◆ PAGE EXTRACT ◆

Block Diagram Analysis of a Design Principle for Amplitude-Frequency Profiles in Biological Oscillations

TL;DR

This paper introduces a block diagram modeling framework to analyze biological oscillators, revealing how feedback mechanisms influence amplitude-frequency profiles and establishing constraints for oscillation existence.

Contribution

It develops a novel block diagram approach to characterize amplitude-frequency behavior in biological oscillators, bridging systems control and biological oscillation analysis.

Findings

Amplitude-frequency characteristics derived from block diagrams.

Constraints on feedback strengths for oscillation existence.

Enhanced qualitative and quantitative understanding of biological oscillations.

◆ SOURCE DATA ◆
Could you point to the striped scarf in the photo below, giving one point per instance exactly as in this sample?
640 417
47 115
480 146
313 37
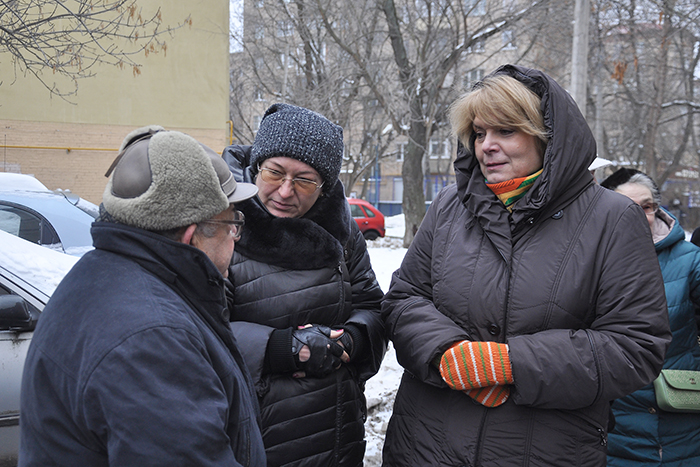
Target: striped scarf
512 190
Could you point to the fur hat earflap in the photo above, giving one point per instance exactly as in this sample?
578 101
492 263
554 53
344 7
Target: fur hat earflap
163 180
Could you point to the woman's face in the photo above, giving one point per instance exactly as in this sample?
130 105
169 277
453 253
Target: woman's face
643 197
504 153
285 200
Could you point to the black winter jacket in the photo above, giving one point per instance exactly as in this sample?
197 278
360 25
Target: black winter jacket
290 272
569 280
133 363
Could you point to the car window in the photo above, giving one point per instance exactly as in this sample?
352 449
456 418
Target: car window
20 223
356 211
26 225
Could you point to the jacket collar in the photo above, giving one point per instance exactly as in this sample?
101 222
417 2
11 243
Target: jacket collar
313 241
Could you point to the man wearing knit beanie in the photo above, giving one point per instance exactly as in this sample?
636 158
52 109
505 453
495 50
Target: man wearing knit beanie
136 337
305 304
291 131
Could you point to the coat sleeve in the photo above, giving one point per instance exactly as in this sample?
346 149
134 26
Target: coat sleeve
156 400
419 331
366 304
621 351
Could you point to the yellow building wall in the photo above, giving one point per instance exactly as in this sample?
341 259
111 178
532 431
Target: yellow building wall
69 144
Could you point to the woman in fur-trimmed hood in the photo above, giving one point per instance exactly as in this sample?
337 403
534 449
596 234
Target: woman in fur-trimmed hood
525 261
303 298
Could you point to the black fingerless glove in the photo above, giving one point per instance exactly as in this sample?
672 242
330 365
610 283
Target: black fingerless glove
353 341
325 352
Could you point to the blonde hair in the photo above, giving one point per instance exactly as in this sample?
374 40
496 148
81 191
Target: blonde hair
500 101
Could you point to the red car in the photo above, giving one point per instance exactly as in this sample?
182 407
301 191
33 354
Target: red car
368 218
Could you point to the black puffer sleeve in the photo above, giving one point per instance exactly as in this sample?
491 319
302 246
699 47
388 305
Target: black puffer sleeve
366 305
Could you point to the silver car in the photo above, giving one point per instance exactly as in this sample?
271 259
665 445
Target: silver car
29 274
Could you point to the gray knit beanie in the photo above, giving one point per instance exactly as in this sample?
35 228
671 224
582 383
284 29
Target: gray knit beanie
291 131
163 180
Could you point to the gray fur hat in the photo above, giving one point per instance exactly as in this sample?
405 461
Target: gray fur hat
291 131
163 180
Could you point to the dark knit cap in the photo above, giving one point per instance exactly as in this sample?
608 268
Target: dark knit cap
291 131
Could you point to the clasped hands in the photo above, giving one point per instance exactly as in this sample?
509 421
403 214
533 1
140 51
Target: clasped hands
319 350
481 369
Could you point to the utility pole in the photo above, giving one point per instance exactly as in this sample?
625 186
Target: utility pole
579 59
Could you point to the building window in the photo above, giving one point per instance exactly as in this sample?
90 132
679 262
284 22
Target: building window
477 47
397 194
508 38
259 32
401 151
285 28
438 148
472 77
475 7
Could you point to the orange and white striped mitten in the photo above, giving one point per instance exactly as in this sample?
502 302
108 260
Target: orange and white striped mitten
469 366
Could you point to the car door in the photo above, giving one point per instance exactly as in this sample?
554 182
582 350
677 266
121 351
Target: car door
20 306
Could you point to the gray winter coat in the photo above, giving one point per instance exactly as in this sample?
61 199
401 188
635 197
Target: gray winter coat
569 280
288 273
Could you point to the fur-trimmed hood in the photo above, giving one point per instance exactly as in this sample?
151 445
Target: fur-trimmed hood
313 241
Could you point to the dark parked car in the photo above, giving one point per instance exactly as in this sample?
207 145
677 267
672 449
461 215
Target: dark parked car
29 274
58 219
368 218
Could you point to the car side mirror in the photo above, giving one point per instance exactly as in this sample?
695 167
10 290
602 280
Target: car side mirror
15 314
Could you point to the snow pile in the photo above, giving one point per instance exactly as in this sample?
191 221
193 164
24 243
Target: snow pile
41 267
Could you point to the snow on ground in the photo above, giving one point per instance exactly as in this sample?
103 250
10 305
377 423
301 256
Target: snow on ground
386 255
45 267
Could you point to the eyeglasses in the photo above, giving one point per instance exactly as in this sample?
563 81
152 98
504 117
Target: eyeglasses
650 208
235 226
302 185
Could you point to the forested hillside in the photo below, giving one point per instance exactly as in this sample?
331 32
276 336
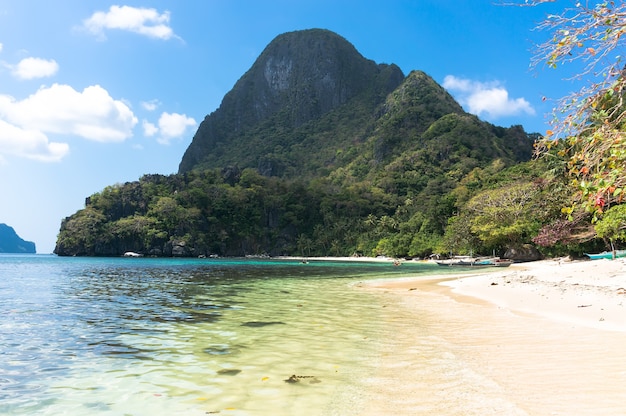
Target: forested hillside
318 151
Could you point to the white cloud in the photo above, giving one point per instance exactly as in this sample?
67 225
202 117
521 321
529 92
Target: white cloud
490 99
146 22
150 105
91 114
30 68
31 144
149 129
173 126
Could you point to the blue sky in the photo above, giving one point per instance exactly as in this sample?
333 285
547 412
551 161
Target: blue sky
94 93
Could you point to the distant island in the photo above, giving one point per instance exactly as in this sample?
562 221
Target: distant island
10 242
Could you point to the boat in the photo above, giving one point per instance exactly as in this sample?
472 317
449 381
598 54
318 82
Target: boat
475 262
607 255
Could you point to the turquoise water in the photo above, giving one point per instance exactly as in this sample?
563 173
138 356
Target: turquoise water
127 336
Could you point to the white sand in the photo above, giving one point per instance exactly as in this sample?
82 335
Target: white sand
544 338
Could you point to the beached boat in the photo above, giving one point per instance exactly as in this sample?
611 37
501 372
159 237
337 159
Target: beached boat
607 255
476 262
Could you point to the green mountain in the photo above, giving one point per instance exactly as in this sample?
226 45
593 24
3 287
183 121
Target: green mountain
10 242
315 150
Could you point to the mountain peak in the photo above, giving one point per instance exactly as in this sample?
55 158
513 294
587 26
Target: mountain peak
299 77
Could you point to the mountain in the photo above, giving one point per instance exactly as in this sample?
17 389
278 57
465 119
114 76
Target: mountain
10 242
301 84
314 150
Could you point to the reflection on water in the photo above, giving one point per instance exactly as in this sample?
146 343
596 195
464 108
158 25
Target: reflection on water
164 336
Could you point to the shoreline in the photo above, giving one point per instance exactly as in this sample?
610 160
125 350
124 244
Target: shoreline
541 338
580 293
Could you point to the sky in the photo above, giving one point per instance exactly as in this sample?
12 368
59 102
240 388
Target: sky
97 93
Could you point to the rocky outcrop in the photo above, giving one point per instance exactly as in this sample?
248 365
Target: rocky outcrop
10 242
299 77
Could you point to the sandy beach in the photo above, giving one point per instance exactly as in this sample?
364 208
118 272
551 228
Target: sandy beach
541 338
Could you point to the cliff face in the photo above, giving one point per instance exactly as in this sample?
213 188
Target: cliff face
312 146
300 76
10 242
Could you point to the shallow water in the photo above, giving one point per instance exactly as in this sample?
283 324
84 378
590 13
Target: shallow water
195 336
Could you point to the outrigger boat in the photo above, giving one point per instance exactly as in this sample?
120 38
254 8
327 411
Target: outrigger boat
607 255
475 262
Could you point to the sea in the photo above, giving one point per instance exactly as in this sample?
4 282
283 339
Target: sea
163 336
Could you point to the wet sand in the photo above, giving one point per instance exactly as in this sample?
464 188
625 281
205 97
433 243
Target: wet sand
542 338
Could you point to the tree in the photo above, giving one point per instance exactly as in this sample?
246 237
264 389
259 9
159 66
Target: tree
507 216
588 130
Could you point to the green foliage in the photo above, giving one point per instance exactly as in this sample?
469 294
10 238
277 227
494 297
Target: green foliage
613 224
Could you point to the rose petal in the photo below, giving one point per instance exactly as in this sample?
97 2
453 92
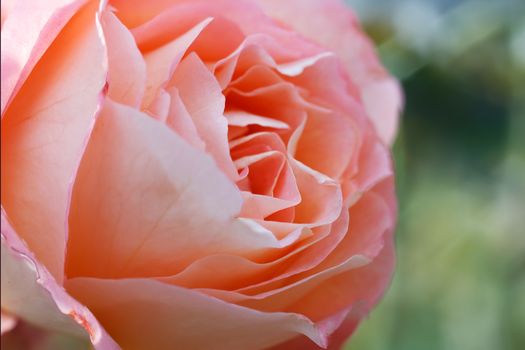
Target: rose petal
31 292
26 34
205 102
332 24
180 120
7 322
127 69
44 134
183 318
158 195
161 63
369 236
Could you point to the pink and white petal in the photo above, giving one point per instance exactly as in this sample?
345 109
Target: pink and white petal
44 134
32 293
204 101
158 195
161 63
234 273
369 236
7 322
127 69
242 118
160 107
333 25
321 197
146 314
180 121
6 8
27 32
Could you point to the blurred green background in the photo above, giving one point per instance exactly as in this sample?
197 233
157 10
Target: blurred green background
460 157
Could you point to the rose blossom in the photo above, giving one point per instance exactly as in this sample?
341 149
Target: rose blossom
194 174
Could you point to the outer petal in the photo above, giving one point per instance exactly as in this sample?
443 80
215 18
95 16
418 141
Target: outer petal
333 25
29 29
127 69
29 291
44 134
7 322
184 319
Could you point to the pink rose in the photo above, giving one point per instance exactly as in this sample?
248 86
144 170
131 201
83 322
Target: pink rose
195 174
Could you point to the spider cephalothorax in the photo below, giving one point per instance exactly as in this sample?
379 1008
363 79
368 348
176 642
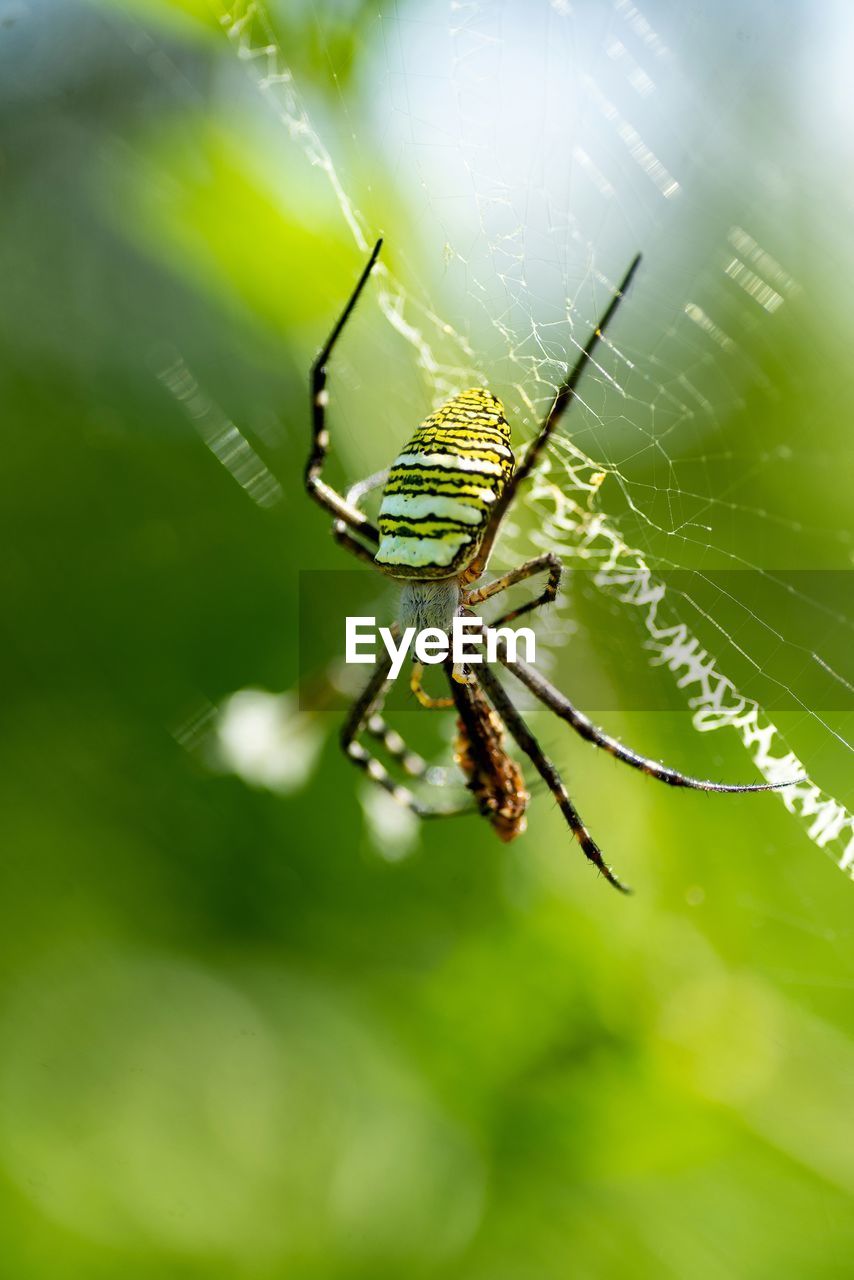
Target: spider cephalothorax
442 504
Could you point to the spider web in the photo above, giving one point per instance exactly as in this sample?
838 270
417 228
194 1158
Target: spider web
538 147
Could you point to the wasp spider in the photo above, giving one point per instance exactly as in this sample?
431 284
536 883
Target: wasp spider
442 504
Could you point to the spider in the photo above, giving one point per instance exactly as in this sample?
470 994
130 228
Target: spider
442 504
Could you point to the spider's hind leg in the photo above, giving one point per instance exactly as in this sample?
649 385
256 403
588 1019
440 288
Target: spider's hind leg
526 741
366 709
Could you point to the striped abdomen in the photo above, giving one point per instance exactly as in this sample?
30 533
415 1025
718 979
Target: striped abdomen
442 488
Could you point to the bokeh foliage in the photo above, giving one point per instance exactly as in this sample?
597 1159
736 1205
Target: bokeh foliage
237 1038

◆ EXERCISES ◆
A: Answer these questions from the paper summary on biological oscillations.
(i) What kind of modeling framework does the paper introduce?
(ii) Which two areas does the new approach bridge?
(iii) What do the constraints listed among the findings apply to?
B: Extend the paper summary on block diagram analysis of biological oscillations, starting after its last line.

◆ OUTPUTS FOR THE TASKS ◆
A:
(i) A block diagram modeling framework.
(ii) Systems control and biological oscillation analysis.
(iii) Feedback strengths, for oscillation existence.

B:
Abstract

An important design principle for biological oscillators divides the oscillators into two classes: fixed frequency, variable amplitude and fixed amplitude, variable frequency. Because of the interplay of nonlinearity and feedback, both positive and negative, analytical investigations of this design principle are primarily based on numerical simulations of ordinary differential equations. To enhance the qualitative and quantitative characterization, we adapted and developed a block diagram modeling framework. We showed how the observed amplitude-frequency characteristics could be obtained from the block diagram models. We obtained constraints on the positive feedback and negative feedback strengths for the oscillations to exist. These results should contribute to a systems and control perspective on oscillations in biology and related contexts.